• [EXERCISE AIM] Copy the material from the line that contains "Expected: one point per instance of the worker" through the end, including both ends, and keep the requests. Scale every answer coordinate by 2.55 and round it to a whole number, rounding halves up, but leave the sample points in the requests as they are.

Point annotation data:

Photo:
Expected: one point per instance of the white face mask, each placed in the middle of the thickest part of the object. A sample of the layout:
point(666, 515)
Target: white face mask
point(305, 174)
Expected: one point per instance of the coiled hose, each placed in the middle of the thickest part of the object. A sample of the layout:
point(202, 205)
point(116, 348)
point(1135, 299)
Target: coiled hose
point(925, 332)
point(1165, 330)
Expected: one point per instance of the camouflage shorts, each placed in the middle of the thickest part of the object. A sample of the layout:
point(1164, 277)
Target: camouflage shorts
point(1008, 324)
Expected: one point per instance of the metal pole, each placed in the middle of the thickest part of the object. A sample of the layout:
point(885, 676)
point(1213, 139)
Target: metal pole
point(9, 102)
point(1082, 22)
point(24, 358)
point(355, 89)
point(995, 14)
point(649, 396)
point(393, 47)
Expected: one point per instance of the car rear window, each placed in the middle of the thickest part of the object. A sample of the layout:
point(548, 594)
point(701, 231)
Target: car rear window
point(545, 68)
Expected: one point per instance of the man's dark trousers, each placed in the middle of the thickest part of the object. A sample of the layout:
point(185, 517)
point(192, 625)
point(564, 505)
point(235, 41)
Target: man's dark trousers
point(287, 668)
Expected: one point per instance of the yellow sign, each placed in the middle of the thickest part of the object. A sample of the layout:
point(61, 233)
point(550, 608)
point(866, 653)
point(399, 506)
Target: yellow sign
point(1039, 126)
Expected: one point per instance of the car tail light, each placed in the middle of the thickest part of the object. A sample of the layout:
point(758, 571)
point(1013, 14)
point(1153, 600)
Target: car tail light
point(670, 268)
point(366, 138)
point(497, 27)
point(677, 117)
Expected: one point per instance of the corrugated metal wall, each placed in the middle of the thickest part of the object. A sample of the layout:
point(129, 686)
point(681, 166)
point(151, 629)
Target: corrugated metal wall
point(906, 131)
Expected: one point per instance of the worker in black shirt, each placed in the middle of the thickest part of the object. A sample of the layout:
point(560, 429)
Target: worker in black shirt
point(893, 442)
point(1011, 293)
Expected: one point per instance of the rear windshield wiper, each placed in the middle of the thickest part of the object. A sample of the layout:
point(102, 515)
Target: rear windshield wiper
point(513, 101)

• [EXERCISE OUTPUT]
Expected: one point per instance of the worker in black shirt, each placed in the middle of the thickest part of the object. A sample of the layout:
point(560, 429)
Target: worker in black shirt
point(2277, 1127)
point(2578, 747)
Expected: one point per instance of the rear windshield wiper, each placed in the middle of the thickest part of the object. A sample of the layout:
point(102, 515)
Target: rear windshield wiper
point(1308, 258)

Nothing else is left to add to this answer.